> TASK DETAILS
Please output exactly the run of lines that starts at the line with "Target: bamboo tray" and ends at the last line of the records below.

> Region pointing data

........

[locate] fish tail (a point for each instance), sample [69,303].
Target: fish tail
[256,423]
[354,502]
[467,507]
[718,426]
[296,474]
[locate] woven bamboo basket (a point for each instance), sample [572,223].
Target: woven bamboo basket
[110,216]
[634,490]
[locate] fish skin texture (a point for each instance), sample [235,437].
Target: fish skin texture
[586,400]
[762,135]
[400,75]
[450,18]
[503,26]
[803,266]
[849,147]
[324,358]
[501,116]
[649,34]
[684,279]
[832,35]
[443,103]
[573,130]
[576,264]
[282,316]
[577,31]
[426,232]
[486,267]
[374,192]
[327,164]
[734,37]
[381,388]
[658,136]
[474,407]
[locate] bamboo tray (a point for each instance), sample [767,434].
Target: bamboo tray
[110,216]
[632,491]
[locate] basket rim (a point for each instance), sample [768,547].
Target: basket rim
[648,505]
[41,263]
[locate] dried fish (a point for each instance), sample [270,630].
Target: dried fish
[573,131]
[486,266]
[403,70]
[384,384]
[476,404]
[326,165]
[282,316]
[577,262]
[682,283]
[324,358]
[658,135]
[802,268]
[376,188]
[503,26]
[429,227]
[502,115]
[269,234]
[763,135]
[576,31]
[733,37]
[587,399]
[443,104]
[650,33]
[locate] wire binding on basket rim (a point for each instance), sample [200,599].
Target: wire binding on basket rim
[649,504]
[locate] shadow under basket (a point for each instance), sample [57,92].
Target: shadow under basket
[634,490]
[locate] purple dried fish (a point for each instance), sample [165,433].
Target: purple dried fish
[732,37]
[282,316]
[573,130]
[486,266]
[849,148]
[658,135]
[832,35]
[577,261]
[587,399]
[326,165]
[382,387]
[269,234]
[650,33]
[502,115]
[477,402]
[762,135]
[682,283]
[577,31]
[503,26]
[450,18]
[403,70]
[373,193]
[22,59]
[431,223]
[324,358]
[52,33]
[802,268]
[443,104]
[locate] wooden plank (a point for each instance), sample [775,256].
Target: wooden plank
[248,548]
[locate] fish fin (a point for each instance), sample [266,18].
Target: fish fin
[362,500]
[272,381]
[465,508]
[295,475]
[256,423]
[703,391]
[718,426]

........

> RESULT
Target: bamboo tray
[110,216]
[632,491]
[locate] basket rim (a point for each instance), sample [768,547].
Target: basket rim
[648,505]
[41,263]
[locate] dried fish (a point for each instance), sample [270,630].
Target: dried fish
[573,131]
[486,266]
[403,70]
[384,384]
[476,404]
[326,165]
[282,316]
[577,262]
[682,283]
[324,358]
[658,135]
[802,268]
[376,188]
[503,26]
[429,227]
[502,115]
[269,234]
[763,135]
[576,31]
[733,37]
[587,399]
[443,104]
[650,33]
[locate] wire binding on basket rim (a point for each instance), sample [200,599].
Target: wire binding on basket rim
[649,504]
[locate] shadow under basket (a point for each instance), sample [57,92].
Target: shadow under basket
[634,490]
[locate] purple dried fish (a point for each instance), sample [165,433].
Target: purple dried fish
[732,37]
[282,316]
[573,130]
[486,266]
[849,148]
[658,135]
[832,35]
[577,261]
[587,399]
[326,165]
[382,387]
[269,234]
[650,33]
[502,115]
[477,402]
[762,135]
[682,283]
[577,31]
[503,26]
[450,18]
[403,70]
[373,193]
[22,59]
[431,223]
[324,358]
[52,33]
[802,268]
[443,104]
[locate] wooden plank (a point for each instance), sample [775,256].
Target: wooden plank
[248,548]
[locate] fish fin (a point for each instance), sample [266,18].
Target: fish fin
[362,500]
[272,381]
[465,508]
[295,475]
[256,423]
[703,391]
[718,426]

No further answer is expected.